- **ARTICLE**
○ ○ ○

Henri LAFOND (1894-1963)

Né à Thaumiers (Cher), le 20 août 1894 et décédé à Neuilly-sur-Seine (Hauts-de-Seine), le 6 mars 1963. Fils d'un receveur buraliste, lui-même fils de cantonnier. Marié à Mlle THIVET.
Enfants : Hélène (épouse du docteur Georges PESLE, décédée), Jacqueline (épouse d'un chirurgien des hôpitaux de Paris, Jean NATALI) .

Ancien élève de l'Ecole polytechnique (promotion 1914 A, sorti classé 2), et de l'Ecole des Mines de Paris (promotion 1919). Corps des mines.


Après des études à l'école communale de Thaumiers, puis au lycée de Bourges , il sort major de la promotion 1914 de Polytechnique, puis second de la promotion des mines.

Il quitte l'administration pour la banque dès 1929. Attaché à la Banque Mirabaud, il dirige l'Association minière en 1930, devient administrateur de la Compagnie des mines du Huaron et administrateur-délégué des Mines d'or du Litcho en 1935, administrateur de la Compagnie marocaine à partir de 1939.

De juillet 1940 à novembre 1942, il est secrétaire général à l'énergie à Vichy. Il organise alors le départ d'un certain nombre de fonctionnaires juifs vers le sud de la France, afin d'échapper aux rafles allemandes, parmi lesquels Armand MAYER.

Il quitte Vichy après l'invasion de la zone Sud par l'armée allemande. A partir de 1943, il préside les Mines du Huaron et entre au conseil des Tréfileries et Laminoirs du Havre.

Après la Libération, en décembre 1945, il apporte son concours à Pierre Ricard et à Henri Davezac pour la constitution d'un organisme rassemblant l'ensemble du patronat français. Ce sera le Conseil national du patronat français, le CNPF, dont le premier président sera Georges Villiers. Président-directeur général de la Société du Djebel-Djérissa de 1945 à 1962, il est également administrateur de la Banque de l'Union parisienne, de la Société des phosphates de Gafsa, de la Société de l'Ouenza, de la Société française des pétroles, de la Société commerciale d'affrètements et de combustibles, des Chantiers et Ateliers de Saint-Nazaire à partir de 1947, de la Compagnie Pechiney à partir de 1948, d'Électricité de France à partir de 1949. Il entre au bureau du CNPF, siège au Comité Franc-Dollar, au conseil de perfectionnement de l'École polytechnique et au comité des Mines du Commissariat à l'énergie atomique.

○ ○ ○

- **LISTE FOURNIE**

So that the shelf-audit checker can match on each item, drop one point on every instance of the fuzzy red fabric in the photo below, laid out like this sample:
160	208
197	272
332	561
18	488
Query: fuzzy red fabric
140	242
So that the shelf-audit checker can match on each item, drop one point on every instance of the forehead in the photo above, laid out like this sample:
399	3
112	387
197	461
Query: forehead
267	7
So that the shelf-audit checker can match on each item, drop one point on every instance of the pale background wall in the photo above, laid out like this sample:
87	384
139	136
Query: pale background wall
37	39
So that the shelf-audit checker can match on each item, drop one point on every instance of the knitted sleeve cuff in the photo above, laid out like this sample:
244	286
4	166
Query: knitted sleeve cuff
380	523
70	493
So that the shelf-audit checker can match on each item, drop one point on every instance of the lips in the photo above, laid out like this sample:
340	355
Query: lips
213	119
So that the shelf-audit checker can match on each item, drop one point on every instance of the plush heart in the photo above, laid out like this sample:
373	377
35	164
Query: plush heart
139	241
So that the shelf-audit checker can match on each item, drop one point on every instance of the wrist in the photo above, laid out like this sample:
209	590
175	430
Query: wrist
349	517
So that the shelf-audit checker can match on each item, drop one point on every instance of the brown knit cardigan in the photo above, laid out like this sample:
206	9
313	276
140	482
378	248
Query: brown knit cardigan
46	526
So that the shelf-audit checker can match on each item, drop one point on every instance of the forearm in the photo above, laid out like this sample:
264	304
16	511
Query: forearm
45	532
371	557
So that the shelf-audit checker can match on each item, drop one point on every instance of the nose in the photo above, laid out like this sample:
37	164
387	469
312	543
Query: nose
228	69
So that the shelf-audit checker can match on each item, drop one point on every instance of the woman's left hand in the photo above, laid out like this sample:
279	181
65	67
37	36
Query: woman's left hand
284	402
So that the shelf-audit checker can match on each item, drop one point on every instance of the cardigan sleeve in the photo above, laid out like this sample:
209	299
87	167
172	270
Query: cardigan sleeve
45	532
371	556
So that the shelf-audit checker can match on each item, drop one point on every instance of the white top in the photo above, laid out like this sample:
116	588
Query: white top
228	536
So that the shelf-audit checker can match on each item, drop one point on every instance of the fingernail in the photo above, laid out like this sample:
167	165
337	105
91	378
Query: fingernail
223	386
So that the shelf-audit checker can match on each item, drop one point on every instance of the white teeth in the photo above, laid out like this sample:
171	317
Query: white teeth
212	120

○ ○ ○

- **TÂCHE DEMANDÉE 1**
D'après la notice sur Henri Lafond, pendant quelle période a-t-il été secrétaire général à l'énergie à Vichy ?
- **TÂCHE DEMANDÉE 2**
Recopiez mot pour mot, s'il vous plaît, le passage de la notice sur Henri Lafond qui commence aux mots « De juillet 1940 » et s'arrête après les mots « lesquels Armand MAYER. ».

- **SOLUTION RÉDIGÉE 1**
De juillet 1940 à novembre 1942.

- **SOLUTION RÉDIGÉE 2**
De juillet 1940 à novembre 1942, il est secrétaire général à l'énergie à Vichy. Il organise alors le départ d'un certain nombre de fonctionnaires juifs vers le sud de la France, afin d'échapper aux rafles allemandes, parmi lesquels Armand MAYER.